(Records from a collection)
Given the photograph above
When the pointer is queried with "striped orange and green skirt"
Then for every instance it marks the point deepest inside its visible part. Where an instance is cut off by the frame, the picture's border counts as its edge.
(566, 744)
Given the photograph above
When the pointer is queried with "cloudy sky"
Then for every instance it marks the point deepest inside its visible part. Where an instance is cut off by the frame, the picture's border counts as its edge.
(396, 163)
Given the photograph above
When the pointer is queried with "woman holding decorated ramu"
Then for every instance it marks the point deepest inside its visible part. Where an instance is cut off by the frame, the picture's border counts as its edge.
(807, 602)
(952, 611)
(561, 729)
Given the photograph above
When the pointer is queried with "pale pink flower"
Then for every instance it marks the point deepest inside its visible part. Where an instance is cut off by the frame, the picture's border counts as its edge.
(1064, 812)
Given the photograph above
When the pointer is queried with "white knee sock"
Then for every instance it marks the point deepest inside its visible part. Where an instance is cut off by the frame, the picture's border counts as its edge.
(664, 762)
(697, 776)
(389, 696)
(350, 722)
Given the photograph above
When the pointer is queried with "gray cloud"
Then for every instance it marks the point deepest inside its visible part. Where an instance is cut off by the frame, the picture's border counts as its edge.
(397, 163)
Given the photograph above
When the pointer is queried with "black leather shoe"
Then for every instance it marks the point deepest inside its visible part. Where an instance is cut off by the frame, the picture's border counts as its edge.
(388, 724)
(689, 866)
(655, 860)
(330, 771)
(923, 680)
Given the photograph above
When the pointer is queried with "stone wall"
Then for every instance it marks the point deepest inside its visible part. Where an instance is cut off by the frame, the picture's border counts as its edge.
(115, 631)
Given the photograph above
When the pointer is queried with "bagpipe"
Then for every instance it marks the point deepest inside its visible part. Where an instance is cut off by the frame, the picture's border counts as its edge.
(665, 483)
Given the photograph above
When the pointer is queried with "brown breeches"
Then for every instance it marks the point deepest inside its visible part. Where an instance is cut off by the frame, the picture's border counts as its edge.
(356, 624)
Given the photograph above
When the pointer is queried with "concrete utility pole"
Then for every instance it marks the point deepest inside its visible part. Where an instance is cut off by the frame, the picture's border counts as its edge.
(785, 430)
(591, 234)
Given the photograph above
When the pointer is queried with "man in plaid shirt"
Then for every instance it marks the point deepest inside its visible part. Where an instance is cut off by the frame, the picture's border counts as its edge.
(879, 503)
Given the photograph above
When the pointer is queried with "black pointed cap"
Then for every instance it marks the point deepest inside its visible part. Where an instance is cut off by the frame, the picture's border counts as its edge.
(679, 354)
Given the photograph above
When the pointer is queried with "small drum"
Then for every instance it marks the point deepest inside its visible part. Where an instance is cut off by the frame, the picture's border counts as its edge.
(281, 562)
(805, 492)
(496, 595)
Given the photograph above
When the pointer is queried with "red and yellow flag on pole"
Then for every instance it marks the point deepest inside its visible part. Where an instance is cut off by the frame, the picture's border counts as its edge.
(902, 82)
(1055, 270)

*Goal of the exercise:*
Go over the records above and tally each line that includes "black". Give the total by itself.

*Exercise output:*
2